Source passage —
##########

Re: Gating Fedora updates on Fedora CoreOS CI

Dusty Mabe <dusty@xxxxxxxxxxxxx> · Mon, 17 Feb 2025 21:30:32 -0500

On 2/17/25 1:32 PM, Adam Williamson wrote:
> On Mon, 2025-02-17 at 11:06 +0100, Clement Verna wrote:
>> On Sat, 15 Feb 2025 at 20:51, Adam Williamson <adamwill@xxxxxxxxxxxxxxxxx>
>> wrote:
>>
>>> On Sat, 2025-02-15 at 14:54 +0000, Zbigniew Jędrzejewski-Szmek wrote:
>>>> On Fri, Feb 14, 2025 at 02:40:29PM -0800, Adam Williamson wrote:
>>>>> On Fri, 2025-02-14 at 16:31 -0500, Dusty Mabe wrote:
>>>>>> IMO the bar would only need to be that high if the user had no way
>>> to ignore the test results.
>>>>>> All gating does here (IIUC) is require them to do an extra step
>>> before it automatically flows
>>>>>> into the next rawhide compose.

##########

Goals —
1/ Can you copy the mailing-list reply between "On 2/17/25 1:32" and "the test results.", inclusive, and swap "test results" for "CI results"?
2/ In the mailing-list reply, what does Dusty Mabe say gating requires the user to do?

##########

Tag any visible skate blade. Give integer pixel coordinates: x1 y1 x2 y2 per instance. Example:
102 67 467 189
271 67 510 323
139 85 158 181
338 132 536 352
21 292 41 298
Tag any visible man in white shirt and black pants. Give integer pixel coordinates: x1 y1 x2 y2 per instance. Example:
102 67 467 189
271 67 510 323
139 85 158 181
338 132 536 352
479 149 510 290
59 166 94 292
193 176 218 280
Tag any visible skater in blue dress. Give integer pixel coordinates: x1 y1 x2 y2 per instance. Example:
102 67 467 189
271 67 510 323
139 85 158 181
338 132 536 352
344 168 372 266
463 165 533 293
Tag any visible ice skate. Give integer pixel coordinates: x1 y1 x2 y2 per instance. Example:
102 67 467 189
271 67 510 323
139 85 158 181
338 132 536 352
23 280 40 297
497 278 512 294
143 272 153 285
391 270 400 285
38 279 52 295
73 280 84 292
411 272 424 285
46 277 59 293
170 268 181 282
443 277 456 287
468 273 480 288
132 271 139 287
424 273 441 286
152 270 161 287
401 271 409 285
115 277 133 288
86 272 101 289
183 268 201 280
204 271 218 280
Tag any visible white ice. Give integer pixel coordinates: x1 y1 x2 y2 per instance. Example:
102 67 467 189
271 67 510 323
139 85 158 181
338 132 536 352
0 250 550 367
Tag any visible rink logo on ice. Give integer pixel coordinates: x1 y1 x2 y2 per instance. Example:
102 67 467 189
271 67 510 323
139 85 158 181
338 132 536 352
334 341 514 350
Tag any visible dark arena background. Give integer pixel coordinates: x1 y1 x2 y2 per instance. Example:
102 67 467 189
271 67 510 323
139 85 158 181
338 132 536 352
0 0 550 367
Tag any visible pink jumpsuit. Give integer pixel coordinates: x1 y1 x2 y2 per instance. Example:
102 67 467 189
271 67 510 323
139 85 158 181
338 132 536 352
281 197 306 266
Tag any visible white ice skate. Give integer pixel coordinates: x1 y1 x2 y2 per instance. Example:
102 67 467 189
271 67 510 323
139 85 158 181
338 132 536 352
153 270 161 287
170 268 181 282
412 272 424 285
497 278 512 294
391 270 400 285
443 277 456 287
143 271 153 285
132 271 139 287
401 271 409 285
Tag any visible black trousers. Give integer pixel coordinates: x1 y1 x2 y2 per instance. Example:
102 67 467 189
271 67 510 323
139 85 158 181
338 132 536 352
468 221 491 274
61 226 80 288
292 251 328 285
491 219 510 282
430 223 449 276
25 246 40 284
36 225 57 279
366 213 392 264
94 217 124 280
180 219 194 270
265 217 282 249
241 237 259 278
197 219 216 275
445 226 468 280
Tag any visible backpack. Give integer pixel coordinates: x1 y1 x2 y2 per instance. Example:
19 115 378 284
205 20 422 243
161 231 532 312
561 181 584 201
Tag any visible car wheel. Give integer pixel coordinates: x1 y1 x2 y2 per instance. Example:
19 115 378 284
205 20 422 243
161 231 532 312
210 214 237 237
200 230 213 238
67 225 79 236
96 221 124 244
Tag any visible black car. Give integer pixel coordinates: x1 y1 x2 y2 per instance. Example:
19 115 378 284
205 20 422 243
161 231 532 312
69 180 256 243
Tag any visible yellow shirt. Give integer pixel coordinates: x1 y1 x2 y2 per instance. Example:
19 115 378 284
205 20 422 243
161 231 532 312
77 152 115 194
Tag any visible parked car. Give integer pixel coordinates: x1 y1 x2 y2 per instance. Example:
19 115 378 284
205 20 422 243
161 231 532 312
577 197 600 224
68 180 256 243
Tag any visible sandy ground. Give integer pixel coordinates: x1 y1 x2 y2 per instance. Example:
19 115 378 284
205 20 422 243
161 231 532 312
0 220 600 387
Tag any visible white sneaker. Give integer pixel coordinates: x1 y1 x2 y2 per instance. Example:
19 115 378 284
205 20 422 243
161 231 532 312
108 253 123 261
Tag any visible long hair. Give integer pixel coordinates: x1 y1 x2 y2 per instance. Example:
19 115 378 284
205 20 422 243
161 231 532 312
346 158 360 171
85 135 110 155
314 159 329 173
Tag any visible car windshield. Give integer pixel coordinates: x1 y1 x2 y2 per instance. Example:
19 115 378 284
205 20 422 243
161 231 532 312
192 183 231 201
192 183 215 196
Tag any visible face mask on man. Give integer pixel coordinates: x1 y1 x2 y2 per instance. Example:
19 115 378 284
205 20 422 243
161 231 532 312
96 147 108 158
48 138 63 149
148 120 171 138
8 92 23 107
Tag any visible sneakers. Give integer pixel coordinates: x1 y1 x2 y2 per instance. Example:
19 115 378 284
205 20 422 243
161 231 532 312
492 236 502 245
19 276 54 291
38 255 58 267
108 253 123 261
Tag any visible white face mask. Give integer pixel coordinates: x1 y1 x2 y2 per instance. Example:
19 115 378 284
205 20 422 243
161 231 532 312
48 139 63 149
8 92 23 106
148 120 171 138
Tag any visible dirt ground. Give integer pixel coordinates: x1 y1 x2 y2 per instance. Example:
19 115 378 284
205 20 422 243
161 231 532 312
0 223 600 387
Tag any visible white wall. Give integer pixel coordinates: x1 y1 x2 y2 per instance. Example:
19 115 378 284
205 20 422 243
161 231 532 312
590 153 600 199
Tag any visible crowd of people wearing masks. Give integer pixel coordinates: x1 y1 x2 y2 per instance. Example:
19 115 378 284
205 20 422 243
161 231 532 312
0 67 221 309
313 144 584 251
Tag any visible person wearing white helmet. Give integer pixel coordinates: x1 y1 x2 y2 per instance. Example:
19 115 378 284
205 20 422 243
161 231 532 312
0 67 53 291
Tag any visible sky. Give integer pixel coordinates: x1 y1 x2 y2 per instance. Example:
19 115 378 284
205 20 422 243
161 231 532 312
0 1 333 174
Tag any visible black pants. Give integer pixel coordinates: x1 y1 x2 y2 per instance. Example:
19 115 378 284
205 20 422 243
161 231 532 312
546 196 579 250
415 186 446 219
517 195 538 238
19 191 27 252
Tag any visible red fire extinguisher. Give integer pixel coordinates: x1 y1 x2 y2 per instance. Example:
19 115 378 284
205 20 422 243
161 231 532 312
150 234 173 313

##########

Answers to the tasks —
1/
On 2/17/25 1:32 PM, Adam Williamson wrote:
> On Mon, 2025-02-17 at 11:06 +0100, Clement Verna wrote:
>> On Sat, 15 Feb 2025 at 20:51, Adam Williamson <adamwill@xxxxxxxxxxxxxxxxx>
>> wrote:
>>
>>> On Sat, 2025-02-15 at 14:54 +0000, Zbigniew Jędrzejewski-Szmek wrote:
>>>> On Fri, Feb 14, 2025 at 02:40:29PM -0800, Adam Williamson wrote:
>>>>> On Fri, 2025-02-14 at 16:31 -0500, Dusty Mabe wrote:
>>>>>> IMO the bar would only need to be that high if the user had no way
>>> to ignore the CI results.

2/ Gating requires the user to do an extra step before the update automatically flows into the next rawhide compose.